Coordinate labeling data:
--------------------------------------------------

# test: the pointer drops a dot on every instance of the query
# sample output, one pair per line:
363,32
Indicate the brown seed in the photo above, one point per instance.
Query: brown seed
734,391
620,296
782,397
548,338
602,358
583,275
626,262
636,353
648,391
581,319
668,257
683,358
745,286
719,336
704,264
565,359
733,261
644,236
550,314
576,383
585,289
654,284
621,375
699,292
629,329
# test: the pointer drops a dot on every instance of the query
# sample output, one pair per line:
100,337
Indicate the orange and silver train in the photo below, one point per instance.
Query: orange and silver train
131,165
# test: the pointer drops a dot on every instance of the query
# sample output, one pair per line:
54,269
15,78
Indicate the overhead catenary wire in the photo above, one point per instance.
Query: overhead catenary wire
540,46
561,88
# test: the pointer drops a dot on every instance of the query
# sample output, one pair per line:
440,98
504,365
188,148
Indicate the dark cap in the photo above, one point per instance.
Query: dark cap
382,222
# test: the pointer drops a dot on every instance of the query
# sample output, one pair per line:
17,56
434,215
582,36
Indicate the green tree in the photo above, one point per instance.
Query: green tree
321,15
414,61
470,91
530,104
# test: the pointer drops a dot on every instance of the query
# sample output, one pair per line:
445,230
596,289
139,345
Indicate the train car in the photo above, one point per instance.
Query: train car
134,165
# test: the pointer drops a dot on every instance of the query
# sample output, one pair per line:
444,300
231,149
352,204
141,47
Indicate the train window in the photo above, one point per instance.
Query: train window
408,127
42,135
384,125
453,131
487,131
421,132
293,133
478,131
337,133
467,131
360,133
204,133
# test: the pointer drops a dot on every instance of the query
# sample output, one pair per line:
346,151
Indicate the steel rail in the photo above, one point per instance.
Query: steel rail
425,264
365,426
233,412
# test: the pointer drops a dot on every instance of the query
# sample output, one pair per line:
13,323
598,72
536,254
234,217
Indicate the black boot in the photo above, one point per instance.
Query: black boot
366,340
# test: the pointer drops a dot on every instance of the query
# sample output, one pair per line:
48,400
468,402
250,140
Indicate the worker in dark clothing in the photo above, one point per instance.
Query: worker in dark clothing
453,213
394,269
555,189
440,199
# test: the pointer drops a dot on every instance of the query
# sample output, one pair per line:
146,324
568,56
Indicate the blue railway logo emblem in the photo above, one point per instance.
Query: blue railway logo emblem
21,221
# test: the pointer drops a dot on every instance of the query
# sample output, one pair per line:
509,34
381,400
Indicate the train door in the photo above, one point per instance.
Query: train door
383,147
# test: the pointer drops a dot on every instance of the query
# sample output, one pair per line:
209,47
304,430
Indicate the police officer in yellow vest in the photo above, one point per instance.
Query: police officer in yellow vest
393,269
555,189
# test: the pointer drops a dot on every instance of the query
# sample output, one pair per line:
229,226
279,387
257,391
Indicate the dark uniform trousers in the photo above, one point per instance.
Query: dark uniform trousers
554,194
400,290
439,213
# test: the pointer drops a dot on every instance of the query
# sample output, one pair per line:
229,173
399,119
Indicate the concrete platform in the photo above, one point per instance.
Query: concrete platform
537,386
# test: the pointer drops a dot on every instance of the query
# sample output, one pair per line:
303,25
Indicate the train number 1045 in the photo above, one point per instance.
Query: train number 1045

--------------------------------------------------

_Exercise details_: Pick out each line in the listing above that contains the string "wire" and copy those lines. Letter case matters.

_Output for this exercise_:
Indicate the overhead catenary wire in the photo above, one point per instance.
Query: overhead catenary wire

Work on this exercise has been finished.